• YOUR ASSIGNMENT
A word-for-word copy of the data is what's wanted, with no pictures.

• RECORDS SHOWN
════════════════

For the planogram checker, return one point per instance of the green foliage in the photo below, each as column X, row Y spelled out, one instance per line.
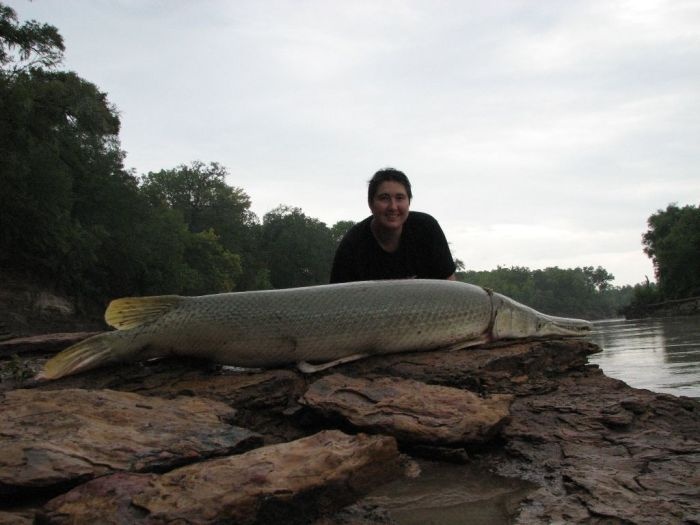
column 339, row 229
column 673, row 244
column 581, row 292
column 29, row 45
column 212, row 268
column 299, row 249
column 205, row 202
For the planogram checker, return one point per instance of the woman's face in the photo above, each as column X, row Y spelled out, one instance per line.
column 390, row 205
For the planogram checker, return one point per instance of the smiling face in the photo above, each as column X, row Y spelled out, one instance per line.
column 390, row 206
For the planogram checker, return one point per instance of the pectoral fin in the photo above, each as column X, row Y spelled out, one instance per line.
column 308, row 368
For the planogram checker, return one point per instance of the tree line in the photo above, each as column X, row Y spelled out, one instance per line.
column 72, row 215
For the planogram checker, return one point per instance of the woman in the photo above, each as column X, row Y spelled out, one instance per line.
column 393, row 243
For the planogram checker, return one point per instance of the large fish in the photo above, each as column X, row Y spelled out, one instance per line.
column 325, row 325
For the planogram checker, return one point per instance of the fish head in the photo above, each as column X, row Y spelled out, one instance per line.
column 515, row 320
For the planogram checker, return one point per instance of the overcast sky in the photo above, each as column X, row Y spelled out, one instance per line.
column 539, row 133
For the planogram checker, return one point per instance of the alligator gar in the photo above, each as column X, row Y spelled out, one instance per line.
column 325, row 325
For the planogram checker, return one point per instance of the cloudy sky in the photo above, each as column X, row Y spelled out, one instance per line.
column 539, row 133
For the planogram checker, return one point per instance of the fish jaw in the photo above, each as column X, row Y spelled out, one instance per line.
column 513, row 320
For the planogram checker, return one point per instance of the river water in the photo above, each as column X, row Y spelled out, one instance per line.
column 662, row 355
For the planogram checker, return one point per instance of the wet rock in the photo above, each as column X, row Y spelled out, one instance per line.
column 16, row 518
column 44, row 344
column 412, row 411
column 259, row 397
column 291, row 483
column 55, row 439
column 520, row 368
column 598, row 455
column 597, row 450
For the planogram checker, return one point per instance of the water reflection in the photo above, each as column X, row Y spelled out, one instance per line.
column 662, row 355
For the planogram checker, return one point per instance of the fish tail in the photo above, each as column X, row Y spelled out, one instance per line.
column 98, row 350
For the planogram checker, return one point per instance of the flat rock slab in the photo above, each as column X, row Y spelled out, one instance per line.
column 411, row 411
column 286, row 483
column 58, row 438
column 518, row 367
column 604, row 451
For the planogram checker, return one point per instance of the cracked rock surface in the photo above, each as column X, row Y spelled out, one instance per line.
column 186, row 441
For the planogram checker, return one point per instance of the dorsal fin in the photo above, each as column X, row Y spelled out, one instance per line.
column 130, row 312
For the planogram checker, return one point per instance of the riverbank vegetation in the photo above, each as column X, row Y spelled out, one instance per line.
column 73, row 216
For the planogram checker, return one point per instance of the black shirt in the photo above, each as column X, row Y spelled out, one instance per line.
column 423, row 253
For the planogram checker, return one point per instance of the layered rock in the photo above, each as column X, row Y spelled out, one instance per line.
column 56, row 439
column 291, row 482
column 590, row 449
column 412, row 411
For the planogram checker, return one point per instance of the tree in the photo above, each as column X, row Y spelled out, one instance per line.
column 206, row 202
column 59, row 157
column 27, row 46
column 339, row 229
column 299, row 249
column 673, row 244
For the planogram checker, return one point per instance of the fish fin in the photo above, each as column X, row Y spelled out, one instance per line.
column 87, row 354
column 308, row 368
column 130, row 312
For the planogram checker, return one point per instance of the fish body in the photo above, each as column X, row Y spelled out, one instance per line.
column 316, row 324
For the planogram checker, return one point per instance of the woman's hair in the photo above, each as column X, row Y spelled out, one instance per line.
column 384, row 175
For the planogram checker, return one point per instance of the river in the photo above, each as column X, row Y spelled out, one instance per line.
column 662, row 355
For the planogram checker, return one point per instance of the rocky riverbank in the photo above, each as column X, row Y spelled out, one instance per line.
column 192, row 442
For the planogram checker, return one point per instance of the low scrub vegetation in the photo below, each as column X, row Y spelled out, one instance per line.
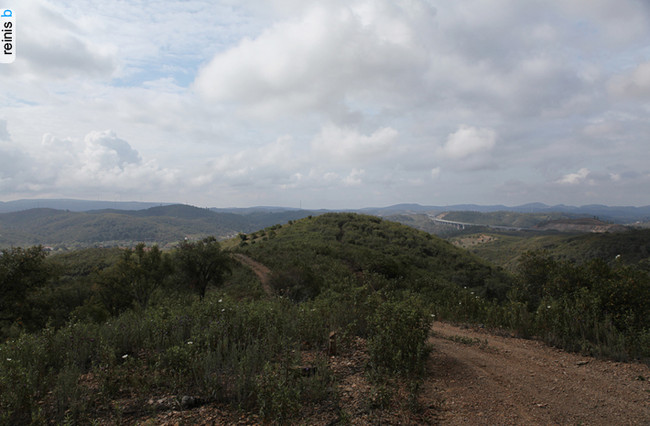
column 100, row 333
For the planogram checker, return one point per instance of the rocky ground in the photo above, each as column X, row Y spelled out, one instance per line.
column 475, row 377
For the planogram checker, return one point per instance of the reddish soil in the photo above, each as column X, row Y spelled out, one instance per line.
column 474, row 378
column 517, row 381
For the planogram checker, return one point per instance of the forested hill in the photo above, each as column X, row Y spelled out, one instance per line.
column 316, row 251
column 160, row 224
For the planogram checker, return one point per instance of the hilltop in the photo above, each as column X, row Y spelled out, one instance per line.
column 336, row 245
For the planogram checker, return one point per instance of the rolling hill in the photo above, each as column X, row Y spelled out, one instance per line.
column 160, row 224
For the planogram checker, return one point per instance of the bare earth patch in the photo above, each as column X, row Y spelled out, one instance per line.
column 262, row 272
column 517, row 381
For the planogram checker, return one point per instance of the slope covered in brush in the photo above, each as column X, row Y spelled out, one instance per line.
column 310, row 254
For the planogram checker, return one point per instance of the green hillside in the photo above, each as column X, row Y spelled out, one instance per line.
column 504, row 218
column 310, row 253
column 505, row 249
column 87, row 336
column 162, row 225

════════════════

• RESPONSE TO THE EXERCISE
For the planogram checker, return one point per instance of the green foliage in the photo below, each as column X, row Y spelled out, one instance per line.
column 339, row 229
column 673, row 244
column 581, row 292
column 29, row 45
column 212, row 268
column 299, row 249
column 205, row 202
For the planogram checker, return one point per instance of the woman's face in the photo above, each as column X, row Y spelled out, one instance per line.
column 390, row 205
For the planogram checker, return one point per instance of the smiling face in the photo above, each as column X, row Y spelled out, one instance per line.
column 390, row 206
For the planogram checker, return one point per instance of the pectoral fin in the photo above, each as column X, row Y spelled out, one instance per line.
column 308, row 368
For the planogram checker, return one point per instance of the tree line in the photo above, each as column X, row Y spelled out, one instance per line.
column 72, row 215
For the planogram checker, return one point per instance of the woman in the photo above, each as column X, row Y spelled out, one instance per line.
column 393, row 243
For the planogram checker, return one point per instance of the large fish in the photo above, each as column X, row Y spelled out, one instance per line.
column 325, row 325
For the planogram checker, return one point per instance of the fish head in the photo above, each as column X, row Y spelled out, one instance per line.
column 515, row 320
For the planogram checker, return one point per instance of the overcast sky in the photo above, each as column X, row Y spelled out, one instance per line.
column 539, row 133
For the planogram checker, return one point per instance of the alligator gar in the photo above, each as column X, row Y spelled out, one instance per line.
column 325, row 325
For the planogram checker, return one point per instance of the cloudy sky in the photo above, each as column X, row Y spelled out, one instance per line.
column 539, row 133
For the planogram checker, return one point per instance of the fish jaw in the photo above, each as column X, row Y spelled out, one instance per line.
column 513, row 320
For the planogram checker, return one point per instance of the river water in the photo above, each as column X, row Y spelled out, one instance per line.
column 662, row 355
For the planogram checker, return one point per instance of the wet rock in the photo above, each as column X, row Y spelled out, one instance per line.
column 16, row 518
column 44, row 344
column 412, row 411
column 259, row 397
column 291, row 483
column 55, row 439
column 520, row 368
column 598, row 455
column 597, row 450
For the planogram checker, return one point per instance of the water reflection in the photo above, each as column X, row Y spelled out, one instance per line.
column 662, row 355
For the planogram checker, return one point per instance of the fish tail in the photo above, each as column X, row Y spelled out, one instance per line.
column 98, row 350
For the planogram checker, return one point per instance of the flat rock slab in the photo above, each as column X, row Y spelled out, one instance per line.
column 411, row 411
column 286, row 483
column 58, row 438
column 518, row 367
column 604, row 451
For the planogram checker, return one point per instance of the cracked rock surface in the photo above, each as column X, row Y spelled out, one instance per line.
column 186, row 441
For the planogram checker, return one point per instance of the dorsal fin in the photo above, each as column X, row Y spelled out, one instance per line.
column 130, row 312
For the planogram checker, return one point per instance of the riverbank vegetation in the photo above, each as column X, row Y spelled out, one instance per line.
column 73, row 216
For the planogram checker, return one point per instance of the black shirt in the photo above, each as column X, row Y spelled out, one instance per line.
column 423, row 253
For the planogram checker, return one point per instance of the layered rock in the photo above, each as column X, row Y spelled out, one instance per line.
column 56, row 439
column 291, row 482
column 590, row 449
column 412, row 411
For the planogram checker, return one point per instance of the tree in the photo above, each as column X, row Y spelled out, one instance per line.
column 206, row 202
column 59, row 157
column 27, row 46
column 339, row 229
column 299, row 249
column 673, row 244
For the planogram checker, return one point per instance of the fish fin in the photo above, each as column X, row Y spelled out, one instance per line.
column 87, row 354
column 308, row 368
column 130, row 312
For the planogram checker, return one point per instance of the fish body in the photo above, each as column X, row Y spelled out, one instance per line.
column 316, row 324
For the planogram checker, return one point per instance of the woman's hair in the photo above, each as column X, row Y spelled out, one instance per line.
column 384, row 175
For the planogram checker, return one point per instance of the river in the photo above, each as column X, row Y spelled out, one instance per line.
column 662, row 355
For the planogram checker, return one point per instance of the rocky riverbank in the photo above, each as column X, row Y spelled out, one instance per line.
column 192, row 442
For the planogram checker, return one point per instance of the low scrub vegetation in the photo below, each as column X, row Y spelled out, one instance per line.
column 100, row 333
For the planogram checker, return one point per instance of the rocky ground in the photo above, each as column X, row Y spelled out, one instance per line.
column 475, row 377
For the planogram checker, return one point per instance of the reddish soil in the photo above, each as column X, row Y spelled out, one instance per line.
column 474, row 378
column 517, row 381
For the planogram checker, return one point per instance of the forested hill in the photo above, each as column X, row Y spelled out, one instance per line.
column 316, row 251
column 160, row 224
For the planogram checker, return one point per instance of the hilltop in the photo above, each as column X, row Y spelled out, one instance per line.
column 336, row 245
For the planogram checker, return one point per instance of the rolling hill in the photo above, each as column X, row Y spelled out, one instance per line.
column 160, row 224
For the planogram checker, return one point per instance of the bare earth patch in the photo above, each as column X, row Y spelled out, one instance per line.
column 262, row 272
column 517, row 381
For the planogram checker, return one point per instance of the slope covered in brush in the photo above, each as column X, row Y spelled out, one instance per line.
column 310, row 254
For the planogram checker, return one point per instance of the green hillside in the photo above, each as column X, row Y spelled out, one instance per line.
column 504, row 218
column 310, row 253
column 505, row 249
column 87, row 336
column 162, row 225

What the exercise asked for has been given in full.